- About this exercise: The records below are to be retyped in full. Keep every word.
►
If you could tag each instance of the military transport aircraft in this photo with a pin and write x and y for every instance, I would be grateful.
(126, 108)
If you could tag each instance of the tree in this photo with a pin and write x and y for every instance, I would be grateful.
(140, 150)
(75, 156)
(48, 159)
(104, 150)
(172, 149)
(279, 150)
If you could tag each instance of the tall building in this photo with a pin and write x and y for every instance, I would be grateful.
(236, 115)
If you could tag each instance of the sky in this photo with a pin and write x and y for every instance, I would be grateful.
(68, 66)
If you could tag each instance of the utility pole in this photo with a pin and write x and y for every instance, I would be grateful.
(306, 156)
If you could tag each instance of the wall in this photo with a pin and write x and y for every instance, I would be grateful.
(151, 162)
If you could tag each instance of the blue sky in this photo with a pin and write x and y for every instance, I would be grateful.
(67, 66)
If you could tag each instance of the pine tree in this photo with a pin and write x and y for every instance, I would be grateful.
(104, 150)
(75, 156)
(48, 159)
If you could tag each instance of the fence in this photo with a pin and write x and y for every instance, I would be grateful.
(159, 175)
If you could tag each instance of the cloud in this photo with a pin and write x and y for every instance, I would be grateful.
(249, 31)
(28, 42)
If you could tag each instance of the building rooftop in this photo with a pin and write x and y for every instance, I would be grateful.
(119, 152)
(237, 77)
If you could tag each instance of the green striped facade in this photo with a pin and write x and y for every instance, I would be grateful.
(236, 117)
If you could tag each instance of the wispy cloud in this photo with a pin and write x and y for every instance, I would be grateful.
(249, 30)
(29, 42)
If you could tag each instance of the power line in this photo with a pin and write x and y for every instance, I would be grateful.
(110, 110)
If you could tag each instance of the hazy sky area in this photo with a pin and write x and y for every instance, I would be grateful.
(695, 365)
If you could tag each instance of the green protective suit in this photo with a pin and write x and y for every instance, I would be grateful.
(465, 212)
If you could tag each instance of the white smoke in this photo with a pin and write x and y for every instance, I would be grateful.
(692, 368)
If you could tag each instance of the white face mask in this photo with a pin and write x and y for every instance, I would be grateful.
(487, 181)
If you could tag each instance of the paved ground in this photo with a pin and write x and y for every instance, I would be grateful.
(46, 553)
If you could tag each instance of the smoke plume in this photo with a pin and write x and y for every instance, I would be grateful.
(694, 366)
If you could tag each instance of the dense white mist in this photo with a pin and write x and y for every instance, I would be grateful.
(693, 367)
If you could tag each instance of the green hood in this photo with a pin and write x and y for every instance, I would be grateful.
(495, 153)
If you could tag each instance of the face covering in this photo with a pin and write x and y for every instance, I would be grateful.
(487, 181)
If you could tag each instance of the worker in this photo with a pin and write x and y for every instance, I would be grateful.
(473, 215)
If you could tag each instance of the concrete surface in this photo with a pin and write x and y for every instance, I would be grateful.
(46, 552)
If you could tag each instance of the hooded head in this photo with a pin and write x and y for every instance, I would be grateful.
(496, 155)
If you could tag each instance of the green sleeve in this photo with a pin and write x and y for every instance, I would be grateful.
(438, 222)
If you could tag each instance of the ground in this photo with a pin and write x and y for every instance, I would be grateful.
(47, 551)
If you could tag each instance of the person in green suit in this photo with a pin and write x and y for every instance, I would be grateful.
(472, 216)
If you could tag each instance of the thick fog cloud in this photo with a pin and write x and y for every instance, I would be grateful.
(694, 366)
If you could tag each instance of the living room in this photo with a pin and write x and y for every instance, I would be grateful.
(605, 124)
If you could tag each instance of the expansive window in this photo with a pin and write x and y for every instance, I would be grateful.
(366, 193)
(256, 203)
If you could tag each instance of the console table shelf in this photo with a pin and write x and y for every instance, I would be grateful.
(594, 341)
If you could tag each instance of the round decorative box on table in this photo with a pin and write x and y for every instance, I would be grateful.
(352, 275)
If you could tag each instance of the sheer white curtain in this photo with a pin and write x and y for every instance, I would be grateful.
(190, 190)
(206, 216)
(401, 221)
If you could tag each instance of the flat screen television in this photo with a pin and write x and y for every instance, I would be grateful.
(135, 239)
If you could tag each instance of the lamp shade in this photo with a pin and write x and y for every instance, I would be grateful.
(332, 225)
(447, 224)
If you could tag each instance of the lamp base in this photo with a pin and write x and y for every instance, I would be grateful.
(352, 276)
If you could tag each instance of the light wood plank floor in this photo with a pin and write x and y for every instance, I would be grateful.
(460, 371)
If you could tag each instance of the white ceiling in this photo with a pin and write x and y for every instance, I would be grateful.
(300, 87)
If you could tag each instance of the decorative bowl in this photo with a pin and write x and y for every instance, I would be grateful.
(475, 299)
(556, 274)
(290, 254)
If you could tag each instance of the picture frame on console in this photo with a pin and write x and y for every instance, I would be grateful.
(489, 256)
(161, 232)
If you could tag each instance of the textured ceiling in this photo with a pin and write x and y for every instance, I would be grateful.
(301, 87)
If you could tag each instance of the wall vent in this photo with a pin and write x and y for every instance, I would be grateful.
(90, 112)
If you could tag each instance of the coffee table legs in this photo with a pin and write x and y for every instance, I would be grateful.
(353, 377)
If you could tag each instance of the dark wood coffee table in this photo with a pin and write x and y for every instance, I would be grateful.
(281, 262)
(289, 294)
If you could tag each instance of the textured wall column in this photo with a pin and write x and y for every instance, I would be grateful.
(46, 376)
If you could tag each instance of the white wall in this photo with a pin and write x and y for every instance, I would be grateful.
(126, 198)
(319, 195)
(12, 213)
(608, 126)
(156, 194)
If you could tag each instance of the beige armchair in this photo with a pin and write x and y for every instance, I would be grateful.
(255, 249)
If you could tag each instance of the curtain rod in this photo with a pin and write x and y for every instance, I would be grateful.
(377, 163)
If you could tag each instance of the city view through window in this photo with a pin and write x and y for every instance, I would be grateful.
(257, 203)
◄
- Output below:
If you could tag each instance of the military transport aircraft in this photo with a pin and write x and y for every instance, I would be grateful.
(126, 108)
If you could tag each instance of the tree in this photo with a pin and write x and y for every instance, I would be grateful.
(140, 150)
(75, 156)
(48, 159)
(104, 150)
(172, 149)
(279, 150)
If you could tag each instance of the tall building in this photo with a pin and write x and y for every instance, I would be grateful.
(236, 115)
If you could tag each instance of the sky in this photo with a pin and write x and y for every instance, I would be grateful.
(68, 66)
If you could tag each instance of the utility pole in this photo with a pin and write x and y for every instance, I would be grateful.
(306, 156)
If you could tag each instance of the wall in this photo with a pin and write x and y for every instance, I would be grateful.
(151, 162)
If you could tag each instance of the blue sky in this photo with a pin and write x and y for every instance, I would be grateful.
(67, 66)
If you could tag each instance of the pine tree in this photo with a pin and write x and y for every instance, I would be grateful.
(104, 150)
(75, 156)
(48, 159)
If you could tag each instance of the fence in this photo with a pin and write x and y for every instance, I would be grateful.
(159, 175)
If you could tag each instance of the cloud in this photo with a pin and write x and y for every instance, I would be grateful.
(249, 31)
(28, 42)
If you could tag each instance of the building rooftop in this photo with a pin and write x and y for every instance, I would be grateful.
(119, 152)
(237, 77)
If you could tag each instance of the green striped facade in this photo with a pin and write x and y for every instance, I would be grateful.
(236, 117)
If you could tag each instance of the wispy cloud in this photo with a pin and write x and y for every instance, I would be grateful.
(249, 30)
(29, 42)
If you could tag each instance of the power line in this photo with a pin and write x and y for every instance, I would be grateful.
(110, 110)
If you could tag each instance of the hazy sky area in this photo with a pin and write x and y for every instance, I would be grateful.
(695, 365)
If you could tag each instance of the green protective suit in this photo with a pin and write x and y for every instance, I would be grateful.
(465, 212)
If you could tag each instance of the white smoke in this photo with a pin and write x and y for every instance, I would be grateful.
(692, 368)
If you could tag each instance of the white face mask in this photo with a pin and write x and y for every instance, I would be grateful.
(487, 181)
If you could tag each instance of the paved ground in this photo with a pin and write x and y for every instance, I would be grateful.
(46, 553)
If you could tag each instance of the smoke plume in this photo with a pin and write x and y for every instance, I would be grateful.
(694, 366)
If you could tag each instance of the dense white mist in this photo with a pin and write x and y for every instance, I would be grateful.
(693, 367)
If you could tag each instance of the green hood in this photo with a pin and write x and y for every instance, I would be grateful.
(495, 153)
If you could tag each instance of the face covering in this photo with a pin and write x and y for every instance, I would be grateful.
(487, 181)
If you could tag each instance of the worker in this photo with a pin and write x and y for every instance, I would be grateful.
(473, 215)
If you could tag each instance of the concrete surface in this photo with a pin and write x and y for every instance, I would be grateful.
(46, 552)
If you could tag each instance of the hooded head in this photo with a pin and write x and y for every instance, I would be grateful.
(496, 155)
If you could tag each instance of the green sleeve in this photo with a pin and write x and y for every instance, I would be grateful.
(438, 222)
If you could tag each instance of the ground in this photo with a pin and write x and y for every instance, I would be grateful.
(47, 551)
If you could tag each instance of the person in green suit in this photo with a pin and write x and y for every instance, I would be grateful.
(472, 216)
If you could tag each instance of the thick fog cloud in this photo with a pin and write x and y for every instance, I would be grateful.
(694, 366)
If you could tag each instance of the living room in this photo with a pin and write x and y for every instance, I would be grateful.
(605, 124)
If you could tag each instance of the expansive window in this photo with a pin and write x and y for every instance, I would be grateful.
(366, 193)
(256, 203)
If you could tag each instance of the console table shelf in this photo with a pin and write x and y for every instance, I would be grateful.
(594, 341)
If you could tag each instance of the round decorative box on table in this photo with a pin and write x and y for every instance, I would be grateful.
(352, 275)
If you could tag each instance of the sheer white curtain in this photo with a pin and write x and y for every instance, I would be grateful.
(190, 190)
(206, 216)
(401, 221)
If you could tag each instance of the flat screen television in this photo with a pin and write x and y for every instance, I would be grateful.
(135, 239)
If you could tag each instance of the lamp shade in this photo with a pin and write x and y for every instance, I would be grateful.
(332, 225)
(447, 224)
If you could tag each instance of the lamp base in this photo with a pin and write x and y for every instance, I would be grateful.
(352, 276)
If you could tag each instance of the light wood plank floor in this photo with a pin and write x and y for every instance, I would be grateful.
(460, 371)
If you could tag each instance of the white ceiling in this photo with a pin and write x and y for every instance, I would be grateful.
(300, 87)
If you could tag each instance of the decorative bowl in this photo with a pin and write x and y for every instance, I would be grateful.
(475, 299)
(556, 274)
(290, 254)
If you could tag each instance of the picture frame on console in this photo with a pin and write x and y for every instance, I would be grateful.
(489, 256)
(161, 232)
If you could tag each instance of the textured ceiling in this photo with a pin and write x and y for every instance, I would be grateful.
(301, 87)
If you could tag each instance of the wall vent in this photo with a pin and write x and y for every instance, I would be grateful.
(90, 112)
If you could tag each instance of the coffee table legs in this photo with a pin and write x and y for every instance, I would be grateful.
(353, 377)
If you could tag each instance of the dark wood coffee table in this photo with a pin and write x and y for every instance, I would be grateful.
(281, 262)
(289, 294)
If you could tag each instance of the textured wall column in this photo with a pin and write x and y for every instance, I would be grateful.
(46, 376)
If you could tag each instance of the white wall in this photo with a pin and write x and y for every instance, I would be grateful.
(126, 198)
(319, 195)
(12, 213)
(608, 126)
(156, 194)
If you could tag each instance of the beige armchair in this photo with a pin and write x and y for every instance, I would be grateful.
(255, 249)
If you could tag each instance of the curtain rod in this photo with a pin and write x and y for every instance, I would be grateful.
(377, 163)
If you could tag each instance of the city view through window in this photo with a pin and write x and y for every instance, I would be grateful.
(257, 203)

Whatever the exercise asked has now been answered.